GIVEN EXERCISE 1 |
Answer these questions about the blog posts below:
(a) Which city does the December 4 post send greetings from?
(b) How much does a coke cost at the restaurant across from the hotel?
(c) According to the December 9 update, which country will she miss?

━━━━━ PASSAGE TO READ

Friday, December 14, 2007

I'm home....

Sunday, December 9, 2007

latest update on kincso:
  • homesick
  • ill (a miserable little head cold that just wont go away)
  • overworked
  • ready to be on a plane back to North America (although she will miss Ghana)

Tuesday, December 4, 2007

lessons learned...

I wrote bits and pieces of the following entry throughout the night last night...happy reading:

Greetings from Niamey, the dusty capital city of Niger in West Africa. Our adventure thus far has been a roller coaster of uncertainty--unplanned voyages, encounters, and needs. To be honest, we got exactly what we wanted and asked for--but just as none of us knew what awaited us as we travelled north, none of us fully realized how high the stakes were and how far we could possibly fall. Now we are here, alive and drinking cokes for 350CFA a pop at a restaurant across the street from our hotel having survived the shock of a first encounter with our vulnerability...

━━━━━━━━━━

GIVEN EXERCISE 2 | Count the lines in the rows below that contain the string "roof", matching case exactly, and give only the number.

━━━━━ TASK INPUT

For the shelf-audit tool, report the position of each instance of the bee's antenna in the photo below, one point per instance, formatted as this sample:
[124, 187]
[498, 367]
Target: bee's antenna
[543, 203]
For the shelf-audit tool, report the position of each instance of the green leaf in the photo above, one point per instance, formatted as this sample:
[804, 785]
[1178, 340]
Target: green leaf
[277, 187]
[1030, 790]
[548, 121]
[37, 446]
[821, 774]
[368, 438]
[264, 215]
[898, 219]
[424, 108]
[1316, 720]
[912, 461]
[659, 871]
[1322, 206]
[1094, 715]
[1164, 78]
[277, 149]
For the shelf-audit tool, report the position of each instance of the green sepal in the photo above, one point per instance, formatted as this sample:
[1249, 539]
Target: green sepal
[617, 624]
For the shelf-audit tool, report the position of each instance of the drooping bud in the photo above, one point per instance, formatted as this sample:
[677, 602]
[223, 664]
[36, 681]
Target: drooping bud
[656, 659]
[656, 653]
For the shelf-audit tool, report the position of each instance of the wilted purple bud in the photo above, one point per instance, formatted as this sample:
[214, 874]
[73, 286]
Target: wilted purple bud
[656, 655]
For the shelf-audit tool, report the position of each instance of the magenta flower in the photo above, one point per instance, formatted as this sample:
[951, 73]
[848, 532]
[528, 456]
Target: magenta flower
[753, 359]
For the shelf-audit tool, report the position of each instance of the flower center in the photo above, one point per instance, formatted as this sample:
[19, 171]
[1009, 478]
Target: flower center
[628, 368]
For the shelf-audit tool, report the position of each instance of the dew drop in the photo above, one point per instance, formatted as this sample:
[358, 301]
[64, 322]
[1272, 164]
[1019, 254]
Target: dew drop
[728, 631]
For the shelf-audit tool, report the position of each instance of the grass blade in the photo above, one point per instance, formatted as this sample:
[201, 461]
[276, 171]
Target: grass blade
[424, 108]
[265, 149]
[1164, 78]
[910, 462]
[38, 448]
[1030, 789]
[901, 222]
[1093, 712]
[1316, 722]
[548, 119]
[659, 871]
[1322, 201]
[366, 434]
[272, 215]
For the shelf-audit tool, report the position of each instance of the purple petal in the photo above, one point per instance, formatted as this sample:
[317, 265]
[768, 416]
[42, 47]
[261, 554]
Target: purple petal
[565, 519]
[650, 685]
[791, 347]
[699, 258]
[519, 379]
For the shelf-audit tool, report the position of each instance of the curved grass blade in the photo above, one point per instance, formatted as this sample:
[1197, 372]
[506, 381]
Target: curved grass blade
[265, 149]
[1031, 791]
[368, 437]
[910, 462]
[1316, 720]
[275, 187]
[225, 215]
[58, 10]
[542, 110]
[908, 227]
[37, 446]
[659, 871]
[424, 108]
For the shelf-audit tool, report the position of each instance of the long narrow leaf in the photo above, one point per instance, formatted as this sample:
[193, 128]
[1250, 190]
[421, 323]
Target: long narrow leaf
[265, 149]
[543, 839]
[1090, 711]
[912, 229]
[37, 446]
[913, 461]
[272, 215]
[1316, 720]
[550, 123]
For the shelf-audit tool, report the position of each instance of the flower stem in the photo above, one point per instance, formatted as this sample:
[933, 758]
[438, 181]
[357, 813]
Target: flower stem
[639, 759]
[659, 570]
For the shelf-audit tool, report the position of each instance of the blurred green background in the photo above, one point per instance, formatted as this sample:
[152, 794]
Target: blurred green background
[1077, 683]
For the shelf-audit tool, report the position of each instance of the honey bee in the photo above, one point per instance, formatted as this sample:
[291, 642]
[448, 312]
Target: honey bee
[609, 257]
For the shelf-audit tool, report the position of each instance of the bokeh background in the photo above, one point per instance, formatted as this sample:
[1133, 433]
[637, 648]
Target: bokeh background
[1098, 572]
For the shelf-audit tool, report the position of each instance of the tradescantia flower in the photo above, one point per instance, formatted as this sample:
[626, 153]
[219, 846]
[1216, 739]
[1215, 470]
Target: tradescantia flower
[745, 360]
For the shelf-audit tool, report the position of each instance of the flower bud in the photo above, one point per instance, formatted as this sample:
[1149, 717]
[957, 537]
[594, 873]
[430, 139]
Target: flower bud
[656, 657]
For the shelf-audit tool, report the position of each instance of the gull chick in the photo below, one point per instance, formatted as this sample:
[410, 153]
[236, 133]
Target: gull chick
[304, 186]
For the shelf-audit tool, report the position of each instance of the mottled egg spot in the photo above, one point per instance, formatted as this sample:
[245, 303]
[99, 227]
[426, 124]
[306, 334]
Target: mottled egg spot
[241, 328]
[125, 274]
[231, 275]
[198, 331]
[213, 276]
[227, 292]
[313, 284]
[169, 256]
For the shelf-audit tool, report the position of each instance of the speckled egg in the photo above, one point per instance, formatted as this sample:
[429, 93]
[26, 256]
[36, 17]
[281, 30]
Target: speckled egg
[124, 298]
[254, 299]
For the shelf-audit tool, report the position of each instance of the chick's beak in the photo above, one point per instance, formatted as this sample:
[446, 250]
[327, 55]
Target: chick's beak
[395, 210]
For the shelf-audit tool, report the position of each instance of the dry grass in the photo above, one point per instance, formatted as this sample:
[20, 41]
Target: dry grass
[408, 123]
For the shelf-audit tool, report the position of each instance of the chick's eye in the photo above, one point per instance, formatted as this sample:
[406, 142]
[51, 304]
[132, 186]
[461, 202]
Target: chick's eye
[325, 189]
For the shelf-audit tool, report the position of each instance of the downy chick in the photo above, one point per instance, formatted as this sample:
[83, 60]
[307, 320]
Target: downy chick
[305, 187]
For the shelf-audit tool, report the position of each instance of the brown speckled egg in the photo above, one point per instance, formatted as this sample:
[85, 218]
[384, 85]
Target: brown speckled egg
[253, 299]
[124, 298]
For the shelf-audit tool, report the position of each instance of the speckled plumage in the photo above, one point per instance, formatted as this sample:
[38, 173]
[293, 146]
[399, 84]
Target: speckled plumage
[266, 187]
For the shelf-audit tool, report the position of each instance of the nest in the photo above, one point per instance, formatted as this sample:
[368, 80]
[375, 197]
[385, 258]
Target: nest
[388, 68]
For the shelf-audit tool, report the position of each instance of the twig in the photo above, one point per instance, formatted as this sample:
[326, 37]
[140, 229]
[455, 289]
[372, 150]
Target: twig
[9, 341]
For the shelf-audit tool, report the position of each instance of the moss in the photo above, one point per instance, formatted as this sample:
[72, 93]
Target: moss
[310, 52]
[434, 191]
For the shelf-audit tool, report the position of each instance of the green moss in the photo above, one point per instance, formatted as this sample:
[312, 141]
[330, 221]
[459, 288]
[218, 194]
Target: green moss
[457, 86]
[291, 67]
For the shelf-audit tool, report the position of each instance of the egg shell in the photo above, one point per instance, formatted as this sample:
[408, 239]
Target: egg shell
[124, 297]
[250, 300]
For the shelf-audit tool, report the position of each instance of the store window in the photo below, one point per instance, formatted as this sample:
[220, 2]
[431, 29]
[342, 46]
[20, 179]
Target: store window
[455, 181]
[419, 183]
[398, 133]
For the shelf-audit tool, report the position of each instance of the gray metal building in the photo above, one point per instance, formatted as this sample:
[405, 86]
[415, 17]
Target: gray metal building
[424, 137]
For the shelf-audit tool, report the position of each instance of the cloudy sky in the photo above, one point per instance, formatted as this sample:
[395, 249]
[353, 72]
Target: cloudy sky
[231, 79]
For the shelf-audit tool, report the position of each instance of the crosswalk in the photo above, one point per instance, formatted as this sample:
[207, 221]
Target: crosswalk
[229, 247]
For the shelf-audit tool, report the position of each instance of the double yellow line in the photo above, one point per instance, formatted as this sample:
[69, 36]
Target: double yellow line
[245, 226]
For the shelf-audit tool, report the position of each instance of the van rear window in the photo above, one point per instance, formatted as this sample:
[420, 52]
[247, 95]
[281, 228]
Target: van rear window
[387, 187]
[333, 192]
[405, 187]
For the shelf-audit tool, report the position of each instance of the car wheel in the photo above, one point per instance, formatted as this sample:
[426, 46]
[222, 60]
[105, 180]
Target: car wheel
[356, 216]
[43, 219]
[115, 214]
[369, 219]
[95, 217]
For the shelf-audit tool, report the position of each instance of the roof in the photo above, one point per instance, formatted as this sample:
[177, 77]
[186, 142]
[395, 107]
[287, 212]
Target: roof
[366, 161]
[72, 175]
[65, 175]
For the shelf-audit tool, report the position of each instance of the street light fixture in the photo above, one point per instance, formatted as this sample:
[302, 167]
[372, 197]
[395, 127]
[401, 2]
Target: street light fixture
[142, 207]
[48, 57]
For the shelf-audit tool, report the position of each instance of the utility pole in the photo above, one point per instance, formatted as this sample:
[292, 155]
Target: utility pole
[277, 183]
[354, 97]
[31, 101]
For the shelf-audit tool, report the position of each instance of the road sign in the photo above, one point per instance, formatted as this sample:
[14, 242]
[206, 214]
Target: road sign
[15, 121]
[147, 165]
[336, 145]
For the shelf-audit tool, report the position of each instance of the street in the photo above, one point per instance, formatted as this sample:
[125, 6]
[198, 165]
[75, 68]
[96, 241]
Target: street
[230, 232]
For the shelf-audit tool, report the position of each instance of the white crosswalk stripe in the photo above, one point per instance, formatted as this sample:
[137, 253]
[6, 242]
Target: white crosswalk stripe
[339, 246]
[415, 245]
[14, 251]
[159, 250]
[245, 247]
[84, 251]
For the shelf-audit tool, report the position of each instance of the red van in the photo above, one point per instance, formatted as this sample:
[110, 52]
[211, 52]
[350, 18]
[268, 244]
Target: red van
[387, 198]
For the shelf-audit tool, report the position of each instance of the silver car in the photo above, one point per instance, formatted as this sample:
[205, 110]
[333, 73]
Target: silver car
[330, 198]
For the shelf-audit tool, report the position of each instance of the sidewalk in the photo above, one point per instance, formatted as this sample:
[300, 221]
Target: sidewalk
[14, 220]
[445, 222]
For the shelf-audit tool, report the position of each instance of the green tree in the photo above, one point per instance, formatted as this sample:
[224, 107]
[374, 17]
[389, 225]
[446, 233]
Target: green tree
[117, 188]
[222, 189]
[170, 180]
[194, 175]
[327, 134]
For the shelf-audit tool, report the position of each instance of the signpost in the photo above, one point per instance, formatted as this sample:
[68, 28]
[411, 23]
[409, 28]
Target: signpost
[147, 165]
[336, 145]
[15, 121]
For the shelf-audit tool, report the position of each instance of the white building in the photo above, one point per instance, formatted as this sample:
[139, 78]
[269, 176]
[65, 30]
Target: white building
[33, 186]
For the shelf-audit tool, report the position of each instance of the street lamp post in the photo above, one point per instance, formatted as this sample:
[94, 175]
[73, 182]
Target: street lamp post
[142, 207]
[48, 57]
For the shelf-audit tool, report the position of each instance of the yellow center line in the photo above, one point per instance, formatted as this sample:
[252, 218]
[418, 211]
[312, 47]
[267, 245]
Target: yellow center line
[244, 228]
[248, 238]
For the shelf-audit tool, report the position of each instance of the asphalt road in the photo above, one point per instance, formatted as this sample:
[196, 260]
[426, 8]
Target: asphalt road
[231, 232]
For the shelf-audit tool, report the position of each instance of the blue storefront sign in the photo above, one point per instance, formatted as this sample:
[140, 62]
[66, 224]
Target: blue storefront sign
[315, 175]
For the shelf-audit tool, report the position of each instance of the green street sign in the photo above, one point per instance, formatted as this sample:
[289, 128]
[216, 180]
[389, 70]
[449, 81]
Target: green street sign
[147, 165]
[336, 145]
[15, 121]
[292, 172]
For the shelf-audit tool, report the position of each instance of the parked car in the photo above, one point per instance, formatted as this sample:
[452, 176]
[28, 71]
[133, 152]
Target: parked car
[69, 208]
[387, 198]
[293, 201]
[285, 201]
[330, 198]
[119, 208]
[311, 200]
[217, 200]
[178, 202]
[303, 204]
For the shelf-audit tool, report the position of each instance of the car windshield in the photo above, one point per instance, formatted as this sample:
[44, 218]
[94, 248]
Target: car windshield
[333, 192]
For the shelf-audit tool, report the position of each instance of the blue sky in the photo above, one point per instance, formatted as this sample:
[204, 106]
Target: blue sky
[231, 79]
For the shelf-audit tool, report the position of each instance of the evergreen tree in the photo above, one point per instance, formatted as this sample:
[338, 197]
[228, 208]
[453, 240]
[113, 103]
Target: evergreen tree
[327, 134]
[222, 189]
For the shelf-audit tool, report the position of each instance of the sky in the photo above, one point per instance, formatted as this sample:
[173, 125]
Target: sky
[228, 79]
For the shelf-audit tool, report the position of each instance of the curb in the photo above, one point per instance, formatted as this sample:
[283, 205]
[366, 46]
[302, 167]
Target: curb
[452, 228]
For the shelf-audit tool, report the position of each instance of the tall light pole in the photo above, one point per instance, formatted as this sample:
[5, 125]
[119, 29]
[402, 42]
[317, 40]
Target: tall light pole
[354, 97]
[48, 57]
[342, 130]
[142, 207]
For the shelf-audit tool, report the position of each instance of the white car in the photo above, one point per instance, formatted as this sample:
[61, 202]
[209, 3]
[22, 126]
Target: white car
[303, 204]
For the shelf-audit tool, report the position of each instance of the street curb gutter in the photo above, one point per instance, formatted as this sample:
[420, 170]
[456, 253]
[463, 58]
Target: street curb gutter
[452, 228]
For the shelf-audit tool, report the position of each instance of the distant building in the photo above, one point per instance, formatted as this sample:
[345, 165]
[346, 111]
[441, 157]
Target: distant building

━━━━━━━━━━

RESULT 1 |
(a) Niamey
(b) 350CFA
(c) Ghana

RESULT 2 | 2